Extend the text on Japanese green tea, picking up directly after its final sentence and keeping its style.

[Opening TEXT FOR ANALYSIS section]

From traditional tea ceremonies that artfully prepare matcha to simple cups of sencha served at restaurants across Japan, tea is an integral part of Japanese culture and cuisine. The term “Japanese tea” is synonymous with green tea since its the only type of tea produced in the country.
Green tea is the daily elixir of the Japanese, enjoyed for its sweet, grassy flavours and innumerable health and restorative properties. With an extensive range of different flavours and styles, there’s a Japanese tea for everyone.
Use this guide to help you find your favourite Japanese tea and enjoy the mental clarity and zen green tea’s been giving the Japanese for centuries.
Tea first came to the Japanese from China during the Tang dynasty from 618 to 907 A.D, when relations and cultural exchanges between the two countries were at their strongest. However, over the following centuries, the two nations isolated themselves from each other which led to Japan focusing on tea’s medicinal uses.
In the 12th century, Myoan Eisai, the founder of Zen Buddhism, returned from a trip to China and began growing tea for religious purposes. He suggested grinding down the tea leaves to a powder and then adding hot water to them to maximise the health benefits of green tea leaves.
Hui-tsung, an emperor also wrote descriptions of how to use a bamboo whisk to mix the tea after adding hot water. This instruction became the basis for the modern tea ceremony, which was solidified in the late 16th century by Sen no Rikyu, the priest who established and popularised the practise.
Tea is produced almost everywhere in southern Japan, but there are a handful of regions that are famous for producing some of the highest quality green tea blends in the world.
Responsible for 40% of Japan’s tea plantations, Shizuoka is the largest tea-producing region in Japan. With a history of tea cultivation dating back to the 1200s, The area is rich in volcanic soil and has easy excess to plenty of freshwaters.

[Closing TEXT FOR ANALYSIS section]
[Opening RECORDS SUPPLIED section]

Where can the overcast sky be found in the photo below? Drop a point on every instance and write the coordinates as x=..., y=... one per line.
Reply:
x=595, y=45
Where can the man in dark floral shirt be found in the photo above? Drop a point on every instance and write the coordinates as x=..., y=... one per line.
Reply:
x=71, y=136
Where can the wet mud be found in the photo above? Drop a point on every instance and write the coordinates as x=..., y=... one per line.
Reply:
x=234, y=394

[Closing RECORDS SUPPLIED section]
[Opening RECORDS SUPPLIED section]

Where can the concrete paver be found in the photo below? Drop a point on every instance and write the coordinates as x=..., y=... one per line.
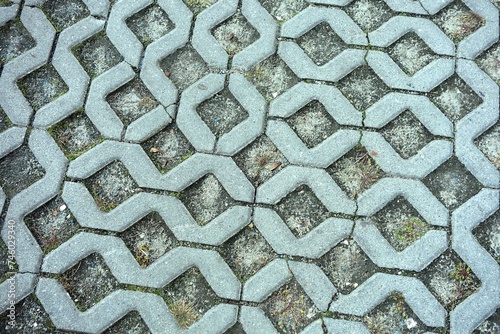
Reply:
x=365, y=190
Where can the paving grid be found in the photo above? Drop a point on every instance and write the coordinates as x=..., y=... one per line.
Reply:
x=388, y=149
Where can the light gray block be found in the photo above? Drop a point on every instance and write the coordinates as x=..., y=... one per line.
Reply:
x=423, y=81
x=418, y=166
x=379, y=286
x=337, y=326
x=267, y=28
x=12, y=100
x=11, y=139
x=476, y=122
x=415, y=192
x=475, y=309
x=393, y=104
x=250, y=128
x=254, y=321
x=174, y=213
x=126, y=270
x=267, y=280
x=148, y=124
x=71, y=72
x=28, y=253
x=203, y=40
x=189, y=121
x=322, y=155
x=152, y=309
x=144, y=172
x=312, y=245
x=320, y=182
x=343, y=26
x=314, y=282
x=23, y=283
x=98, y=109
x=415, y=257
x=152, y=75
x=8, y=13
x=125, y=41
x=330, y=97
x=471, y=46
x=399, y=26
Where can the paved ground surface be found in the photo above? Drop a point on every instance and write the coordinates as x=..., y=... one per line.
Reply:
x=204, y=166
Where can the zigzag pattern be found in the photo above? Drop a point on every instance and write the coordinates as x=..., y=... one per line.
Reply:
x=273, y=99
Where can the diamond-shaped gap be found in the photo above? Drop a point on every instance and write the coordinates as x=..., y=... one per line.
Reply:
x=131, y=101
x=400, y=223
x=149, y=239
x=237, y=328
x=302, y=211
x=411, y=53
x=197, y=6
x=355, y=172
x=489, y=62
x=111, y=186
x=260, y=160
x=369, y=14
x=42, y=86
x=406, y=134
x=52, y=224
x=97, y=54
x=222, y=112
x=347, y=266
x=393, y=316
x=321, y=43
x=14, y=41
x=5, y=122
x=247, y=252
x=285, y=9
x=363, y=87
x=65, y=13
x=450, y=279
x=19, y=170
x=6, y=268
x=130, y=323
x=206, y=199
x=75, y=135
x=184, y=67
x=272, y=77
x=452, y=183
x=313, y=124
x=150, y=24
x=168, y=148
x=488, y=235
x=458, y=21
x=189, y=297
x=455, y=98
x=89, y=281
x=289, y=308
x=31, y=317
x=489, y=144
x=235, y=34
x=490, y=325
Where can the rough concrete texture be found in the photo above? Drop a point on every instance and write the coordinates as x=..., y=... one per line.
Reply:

[Closing RECORDS SUPPLIED section]
[Opening RECORDS SUPPLIED section]

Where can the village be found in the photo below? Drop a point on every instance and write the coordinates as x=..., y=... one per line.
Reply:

[Closing RECORDS SUPPLIED section]

RESPONSE BELOW:
Following closely behind Shizuoka is Kagoshima, the second-largest producer of green tea in Japan. Kagoshima is surrounded by picturesque volcanic and ocean surroundings. The region is covered in a layer of volcanic ash known as “shirasu” that contributes to Kagoshima’s distinctive sencha.
Kagoshima is located at the southern tip of Japan’s southern Kyushu island. With a mild climate and volcanic soil rich in minerals, Kagoshima is famous for growing some of the best sencha and bancha leaves.
Kyoto was the first place where tea was introduced from China over 800 years ago, and the quality of tea produced is highly regarded by tea masters for producing the highest-quality green tea in the country. Its long history to when the first tea seeds were planted are rooted in Uji, a region in Kyoto. It is believed that Uji was where Eisai, the famous monk that brings Rizai Zen Buddhism to Japan from China told priests to plant and cultivate tea in the area.
It’s generally agreed that Uji produces the best-tasting tea. Known as Uji Gyokuro, it is the highest grade Japanese green tea. This tea is shade-grown, which increases the chlorophyll in the leaves, resulting in a bright green hue and a creamy, sweet flavour.
Japan produces up to 20 different types of Japanese green tea. The variations come from age, and different processes the leaves undergo before and after harvesting. This results in a diverse flavour palette, colour and even caffeine levels. Check out our guide to the most popular Japanese teas you’ll want to try!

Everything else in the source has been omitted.